2002-11-06 Thread mike808
On the use of META REFRESH tags, Chris wrote:
> It is also the only option for the "pause, then redirect" behavior the 
> original poster desired that I can think of.

I also seem to recall reading in the HTTP spec (and in Lincoln's CGI.pm code)
that the use of a Redirect header in response to a POST request was
specifically verboten. But, as was noted, everyone does it anyway and it works.

Weiqi really needs to look at his apache logs, try running his CGI from
the command line to see the exact output the browser sees. Of course,
he'll have to manually perform the redirect :=)

Use the lwp-request tools (GET and POST) to get live interaction with the
webserver in question if running the CGI is not possible.

Also, NPH is only implemented in the NS browsers, and was a way for a webserver
to send multiple documents "inline" down to a browser, and was an ancient way
to write status pages and such that "automagically" refreshed themselves.

### Task directions
Continue the post about META REFRESH tags from the point where it stops. The material that comes next is separate from the post about META REFRESH tags.

### Record list
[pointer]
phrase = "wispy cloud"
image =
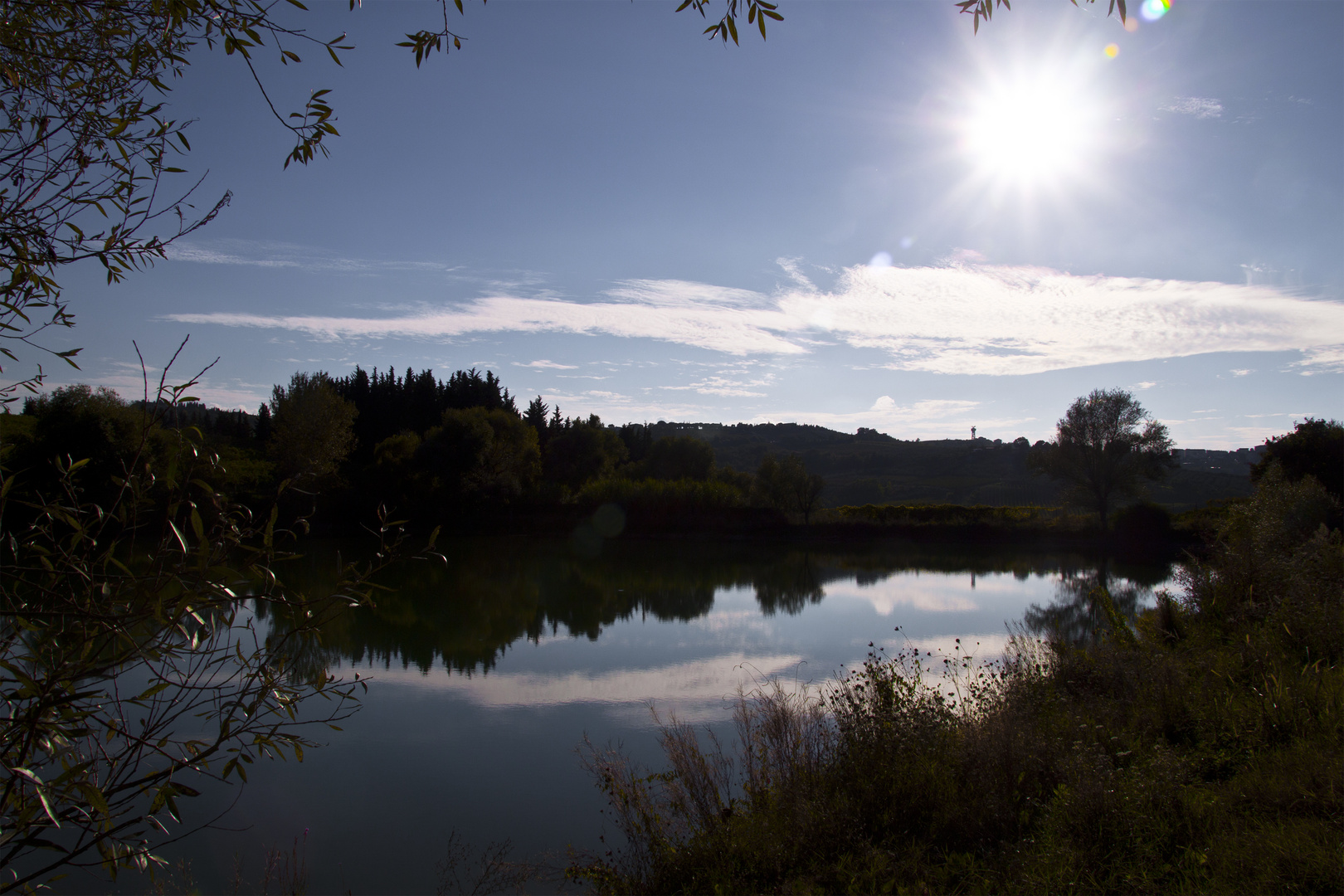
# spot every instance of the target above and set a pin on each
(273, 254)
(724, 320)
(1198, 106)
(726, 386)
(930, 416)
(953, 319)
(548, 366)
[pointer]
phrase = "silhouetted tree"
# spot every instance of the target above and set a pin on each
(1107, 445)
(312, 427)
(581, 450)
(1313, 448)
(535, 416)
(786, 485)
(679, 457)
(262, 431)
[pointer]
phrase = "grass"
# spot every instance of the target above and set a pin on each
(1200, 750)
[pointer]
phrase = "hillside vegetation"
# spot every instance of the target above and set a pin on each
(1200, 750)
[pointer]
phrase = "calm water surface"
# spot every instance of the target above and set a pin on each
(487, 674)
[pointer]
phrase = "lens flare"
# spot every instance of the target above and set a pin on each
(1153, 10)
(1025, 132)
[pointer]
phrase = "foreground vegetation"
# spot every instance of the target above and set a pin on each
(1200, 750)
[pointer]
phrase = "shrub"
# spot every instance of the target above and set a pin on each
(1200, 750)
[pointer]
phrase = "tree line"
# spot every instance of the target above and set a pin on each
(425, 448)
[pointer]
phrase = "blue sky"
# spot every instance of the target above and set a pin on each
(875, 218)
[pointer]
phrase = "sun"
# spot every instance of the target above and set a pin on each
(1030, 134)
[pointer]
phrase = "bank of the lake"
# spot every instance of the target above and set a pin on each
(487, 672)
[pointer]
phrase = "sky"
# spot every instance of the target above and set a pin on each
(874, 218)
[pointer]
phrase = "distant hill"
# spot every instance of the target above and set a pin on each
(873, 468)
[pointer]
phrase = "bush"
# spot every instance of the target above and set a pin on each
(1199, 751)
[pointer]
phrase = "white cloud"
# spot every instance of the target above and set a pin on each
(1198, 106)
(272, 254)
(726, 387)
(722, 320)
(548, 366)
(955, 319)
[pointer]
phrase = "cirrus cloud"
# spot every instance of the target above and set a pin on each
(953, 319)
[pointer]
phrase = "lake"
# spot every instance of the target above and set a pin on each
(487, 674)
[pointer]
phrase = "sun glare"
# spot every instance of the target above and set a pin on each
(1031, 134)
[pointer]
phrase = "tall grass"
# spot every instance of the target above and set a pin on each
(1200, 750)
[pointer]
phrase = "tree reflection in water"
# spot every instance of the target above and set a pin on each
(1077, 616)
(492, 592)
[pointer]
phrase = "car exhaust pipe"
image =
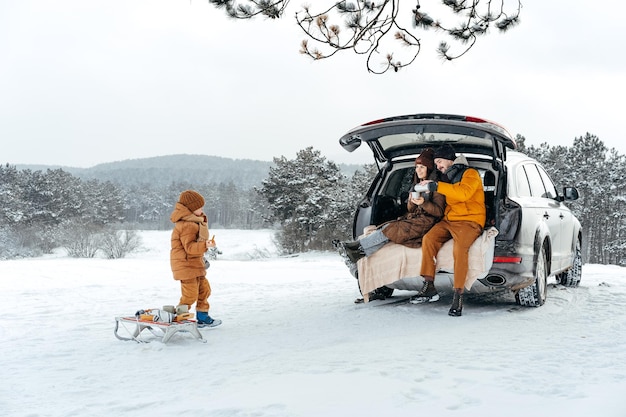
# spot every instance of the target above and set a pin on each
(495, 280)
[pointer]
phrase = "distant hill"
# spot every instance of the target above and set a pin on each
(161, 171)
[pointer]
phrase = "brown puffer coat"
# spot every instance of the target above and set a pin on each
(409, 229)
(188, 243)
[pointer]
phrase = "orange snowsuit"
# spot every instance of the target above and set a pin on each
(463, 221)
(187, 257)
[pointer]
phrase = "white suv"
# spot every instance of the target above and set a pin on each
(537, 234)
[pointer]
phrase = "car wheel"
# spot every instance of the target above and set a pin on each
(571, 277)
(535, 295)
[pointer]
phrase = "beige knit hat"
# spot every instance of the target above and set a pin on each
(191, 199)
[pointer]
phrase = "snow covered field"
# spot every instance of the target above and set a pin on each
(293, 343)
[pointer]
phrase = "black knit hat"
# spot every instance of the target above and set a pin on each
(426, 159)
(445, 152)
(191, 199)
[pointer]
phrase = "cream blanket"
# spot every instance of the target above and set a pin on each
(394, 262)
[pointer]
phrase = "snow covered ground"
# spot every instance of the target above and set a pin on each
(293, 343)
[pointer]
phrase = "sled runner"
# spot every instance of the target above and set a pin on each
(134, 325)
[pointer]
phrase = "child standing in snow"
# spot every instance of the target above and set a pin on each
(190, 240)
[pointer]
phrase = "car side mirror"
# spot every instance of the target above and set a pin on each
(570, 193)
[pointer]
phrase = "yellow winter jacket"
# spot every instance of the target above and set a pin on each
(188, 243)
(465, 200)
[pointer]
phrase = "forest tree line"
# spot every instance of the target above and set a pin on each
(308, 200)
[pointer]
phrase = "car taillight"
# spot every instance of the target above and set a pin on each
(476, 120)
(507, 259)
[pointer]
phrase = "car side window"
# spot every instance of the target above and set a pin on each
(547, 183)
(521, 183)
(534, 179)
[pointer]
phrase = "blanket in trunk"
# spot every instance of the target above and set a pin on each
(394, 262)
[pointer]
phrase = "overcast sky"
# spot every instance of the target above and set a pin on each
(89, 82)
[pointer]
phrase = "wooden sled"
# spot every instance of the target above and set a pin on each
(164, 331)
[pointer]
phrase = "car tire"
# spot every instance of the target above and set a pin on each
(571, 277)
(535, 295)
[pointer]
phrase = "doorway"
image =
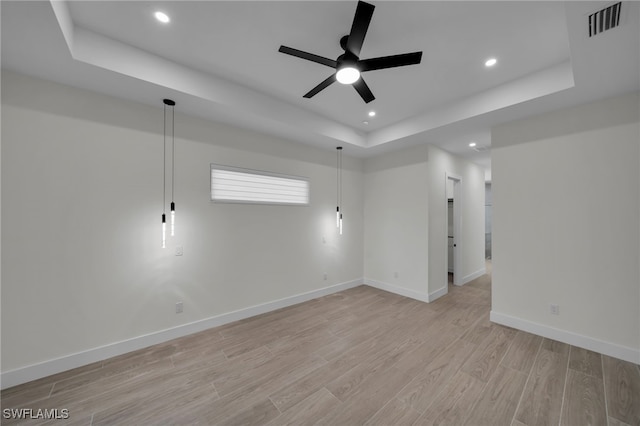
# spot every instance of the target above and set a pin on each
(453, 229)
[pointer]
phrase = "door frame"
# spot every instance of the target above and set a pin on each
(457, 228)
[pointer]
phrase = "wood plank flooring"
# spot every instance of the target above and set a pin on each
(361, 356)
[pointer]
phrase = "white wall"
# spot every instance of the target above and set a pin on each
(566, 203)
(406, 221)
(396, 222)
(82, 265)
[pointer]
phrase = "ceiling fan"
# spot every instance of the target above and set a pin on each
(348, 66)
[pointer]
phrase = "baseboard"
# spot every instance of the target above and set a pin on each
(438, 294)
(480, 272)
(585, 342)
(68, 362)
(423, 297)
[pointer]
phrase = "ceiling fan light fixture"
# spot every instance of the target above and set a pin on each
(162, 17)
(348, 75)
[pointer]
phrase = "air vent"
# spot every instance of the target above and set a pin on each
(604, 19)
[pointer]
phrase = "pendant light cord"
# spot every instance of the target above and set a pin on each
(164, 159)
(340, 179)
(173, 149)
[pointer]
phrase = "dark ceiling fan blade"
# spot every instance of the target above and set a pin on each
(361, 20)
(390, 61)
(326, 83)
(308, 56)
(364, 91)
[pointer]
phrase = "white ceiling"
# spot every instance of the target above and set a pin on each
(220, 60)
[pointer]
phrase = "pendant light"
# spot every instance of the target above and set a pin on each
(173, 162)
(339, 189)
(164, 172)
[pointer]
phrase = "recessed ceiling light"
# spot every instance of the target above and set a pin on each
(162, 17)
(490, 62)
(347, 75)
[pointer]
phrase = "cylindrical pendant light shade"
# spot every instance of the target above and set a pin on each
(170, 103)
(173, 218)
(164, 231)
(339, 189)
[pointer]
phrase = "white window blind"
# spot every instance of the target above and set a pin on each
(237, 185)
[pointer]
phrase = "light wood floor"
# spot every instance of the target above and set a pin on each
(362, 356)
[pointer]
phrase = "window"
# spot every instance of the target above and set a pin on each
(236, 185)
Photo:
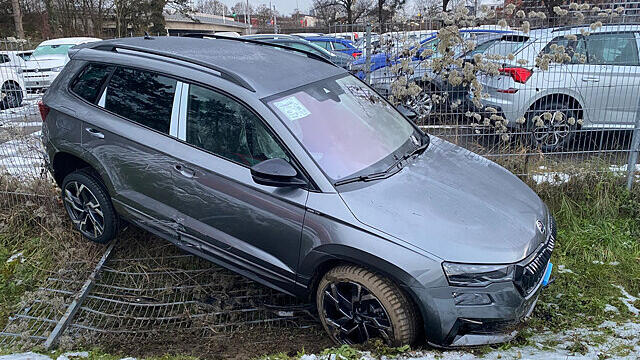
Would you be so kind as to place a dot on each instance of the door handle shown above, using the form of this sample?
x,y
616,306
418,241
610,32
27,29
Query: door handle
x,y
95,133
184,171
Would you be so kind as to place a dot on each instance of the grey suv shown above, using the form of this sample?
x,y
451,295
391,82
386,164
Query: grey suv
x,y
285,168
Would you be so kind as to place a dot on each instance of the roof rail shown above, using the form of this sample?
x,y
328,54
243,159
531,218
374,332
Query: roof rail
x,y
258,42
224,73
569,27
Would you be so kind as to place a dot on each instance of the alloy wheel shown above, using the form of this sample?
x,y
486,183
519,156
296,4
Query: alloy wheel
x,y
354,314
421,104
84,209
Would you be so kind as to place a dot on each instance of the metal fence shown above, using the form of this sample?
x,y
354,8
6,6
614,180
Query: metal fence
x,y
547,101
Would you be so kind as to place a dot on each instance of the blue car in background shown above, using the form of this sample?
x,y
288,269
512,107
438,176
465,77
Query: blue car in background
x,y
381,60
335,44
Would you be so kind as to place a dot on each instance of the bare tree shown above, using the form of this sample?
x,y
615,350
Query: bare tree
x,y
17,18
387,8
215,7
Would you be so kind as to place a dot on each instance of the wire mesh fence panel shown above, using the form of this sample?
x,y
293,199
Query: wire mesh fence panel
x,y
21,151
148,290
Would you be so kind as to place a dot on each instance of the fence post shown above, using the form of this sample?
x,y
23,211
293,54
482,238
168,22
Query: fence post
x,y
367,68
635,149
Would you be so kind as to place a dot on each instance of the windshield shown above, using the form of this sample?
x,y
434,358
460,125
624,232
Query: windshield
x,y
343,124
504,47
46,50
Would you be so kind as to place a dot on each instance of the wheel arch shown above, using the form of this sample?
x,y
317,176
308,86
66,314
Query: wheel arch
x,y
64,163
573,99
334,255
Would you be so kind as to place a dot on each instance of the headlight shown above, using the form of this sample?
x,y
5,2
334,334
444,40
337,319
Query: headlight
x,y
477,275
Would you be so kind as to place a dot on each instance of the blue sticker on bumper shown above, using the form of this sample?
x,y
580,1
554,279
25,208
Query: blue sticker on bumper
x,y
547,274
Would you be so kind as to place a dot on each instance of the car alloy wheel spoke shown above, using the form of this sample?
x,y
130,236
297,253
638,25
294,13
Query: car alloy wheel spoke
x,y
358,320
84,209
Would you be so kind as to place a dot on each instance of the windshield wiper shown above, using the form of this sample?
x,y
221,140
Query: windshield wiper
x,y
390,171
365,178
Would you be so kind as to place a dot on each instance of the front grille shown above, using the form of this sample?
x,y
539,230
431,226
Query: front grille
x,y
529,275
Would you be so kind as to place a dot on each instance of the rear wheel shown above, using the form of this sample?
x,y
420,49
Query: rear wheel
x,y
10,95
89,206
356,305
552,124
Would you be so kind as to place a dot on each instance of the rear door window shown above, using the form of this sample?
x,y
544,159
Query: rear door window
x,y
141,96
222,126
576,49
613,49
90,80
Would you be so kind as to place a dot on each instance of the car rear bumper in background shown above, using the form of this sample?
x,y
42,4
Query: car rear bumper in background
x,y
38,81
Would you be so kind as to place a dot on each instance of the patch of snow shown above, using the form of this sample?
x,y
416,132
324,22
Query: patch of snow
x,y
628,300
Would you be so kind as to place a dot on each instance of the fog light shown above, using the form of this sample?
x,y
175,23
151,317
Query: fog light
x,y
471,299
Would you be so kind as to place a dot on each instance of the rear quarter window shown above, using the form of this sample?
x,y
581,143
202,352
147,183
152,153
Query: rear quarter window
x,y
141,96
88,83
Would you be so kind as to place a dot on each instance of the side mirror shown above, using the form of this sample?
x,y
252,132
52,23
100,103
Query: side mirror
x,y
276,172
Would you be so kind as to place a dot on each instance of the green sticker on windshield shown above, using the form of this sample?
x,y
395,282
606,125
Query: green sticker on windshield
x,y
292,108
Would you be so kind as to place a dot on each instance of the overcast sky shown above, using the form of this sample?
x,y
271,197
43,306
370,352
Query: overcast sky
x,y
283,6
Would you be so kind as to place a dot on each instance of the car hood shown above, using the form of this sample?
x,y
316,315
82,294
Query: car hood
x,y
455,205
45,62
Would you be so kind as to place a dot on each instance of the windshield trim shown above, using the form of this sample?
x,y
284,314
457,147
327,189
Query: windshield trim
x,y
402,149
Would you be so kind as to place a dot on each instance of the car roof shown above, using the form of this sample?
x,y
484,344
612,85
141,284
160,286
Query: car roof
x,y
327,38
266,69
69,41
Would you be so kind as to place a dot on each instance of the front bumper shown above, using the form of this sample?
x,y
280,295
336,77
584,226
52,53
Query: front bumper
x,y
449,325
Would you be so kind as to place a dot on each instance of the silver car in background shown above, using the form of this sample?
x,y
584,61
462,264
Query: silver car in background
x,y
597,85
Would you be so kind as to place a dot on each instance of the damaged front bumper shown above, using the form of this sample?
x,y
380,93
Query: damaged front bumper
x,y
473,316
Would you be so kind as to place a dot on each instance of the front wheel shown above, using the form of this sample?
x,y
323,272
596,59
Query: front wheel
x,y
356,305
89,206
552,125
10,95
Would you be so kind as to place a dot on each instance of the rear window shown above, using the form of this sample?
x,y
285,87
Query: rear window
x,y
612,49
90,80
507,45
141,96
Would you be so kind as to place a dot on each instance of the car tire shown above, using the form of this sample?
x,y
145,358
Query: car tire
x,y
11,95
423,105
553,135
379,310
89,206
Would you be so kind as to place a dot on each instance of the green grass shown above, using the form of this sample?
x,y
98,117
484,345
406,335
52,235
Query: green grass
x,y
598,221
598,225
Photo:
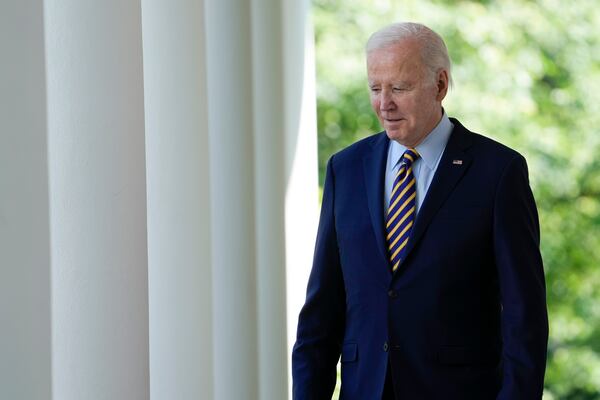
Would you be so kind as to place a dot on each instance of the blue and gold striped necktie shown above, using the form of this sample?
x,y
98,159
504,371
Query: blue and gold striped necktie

### Response
It was originally used as a primitive way to "animate" images. IE will display
these pages as a single never-ending document separated by the headers.

If you're running a long-running CGI and need the browser to keep
the connection alive, you need to periodically (<2 minutes for IE, but is 
browser specific) send something to the browser - like a "waiting " page
that dribbles out whitespace until the document is ready. There are more
complicated ways to do this as well, and that technique is "dated" to modern
web users.

In any case, I don't think the issue is a mod_perl one, but rather a
CGI.pm one.

BTW, Weiqi - there is a stlouis.pm perlmongers list.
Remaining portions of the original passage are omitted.